Count the lines in the items below that contain the word "water", and reply with that number alone.

** Listed records **
+---+

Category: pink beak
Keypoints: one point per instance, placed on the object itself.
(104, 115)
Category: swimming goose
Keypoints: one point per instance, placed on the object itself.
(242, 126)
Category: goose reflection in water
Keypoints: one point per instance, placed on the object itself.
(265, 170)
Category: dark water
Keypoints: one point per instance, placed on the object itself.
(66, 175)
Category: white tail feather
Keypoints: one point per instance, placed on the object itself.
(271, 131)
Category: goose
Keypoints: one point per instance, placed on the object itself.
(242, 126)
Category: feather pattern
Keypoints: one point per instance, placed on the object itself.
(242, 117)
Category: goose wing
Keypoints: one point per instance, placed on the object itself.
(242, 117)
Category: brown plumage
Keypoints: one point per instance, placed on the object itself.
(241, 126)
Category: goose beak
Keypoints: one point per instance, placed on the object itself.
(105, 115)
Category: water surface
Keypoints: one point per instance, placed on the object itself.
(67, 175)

+---+

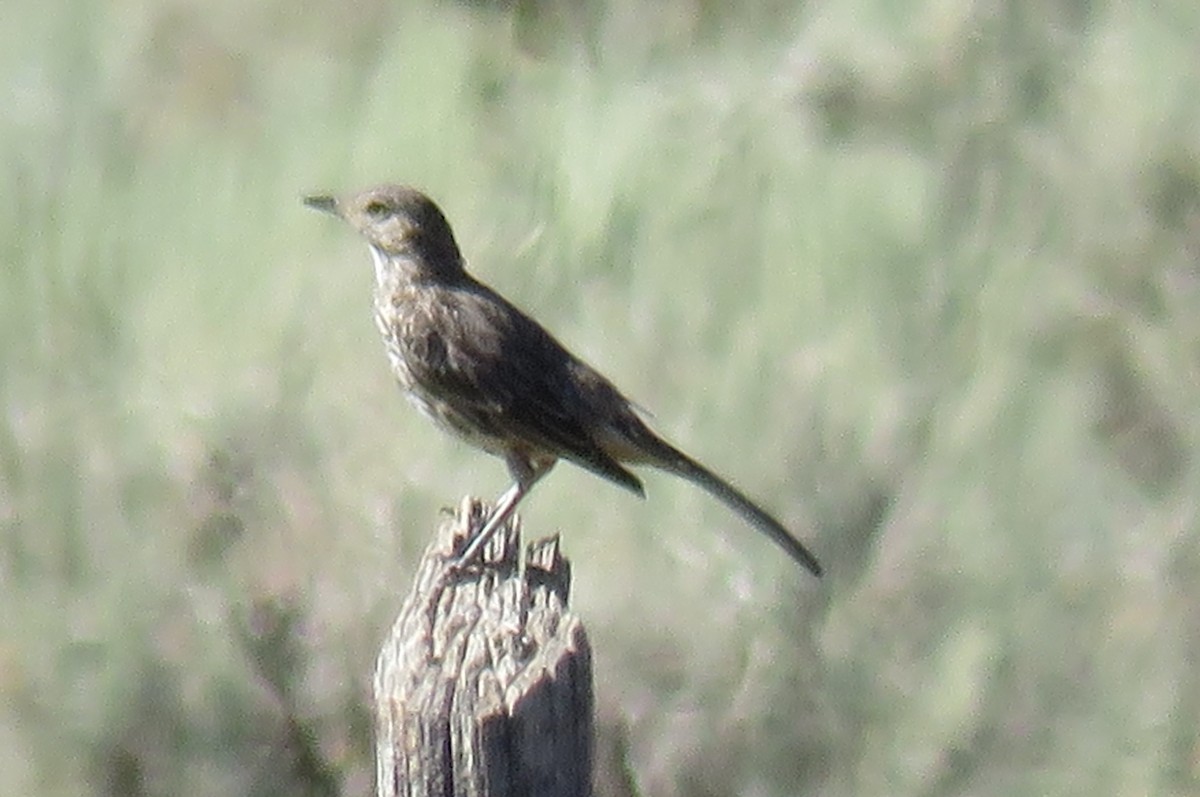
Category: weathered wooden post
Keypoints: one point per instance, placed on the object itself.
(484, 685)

+---+

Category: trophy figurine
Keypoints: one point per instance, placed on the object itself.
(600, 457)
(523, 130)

+---+

** Expected answer **
3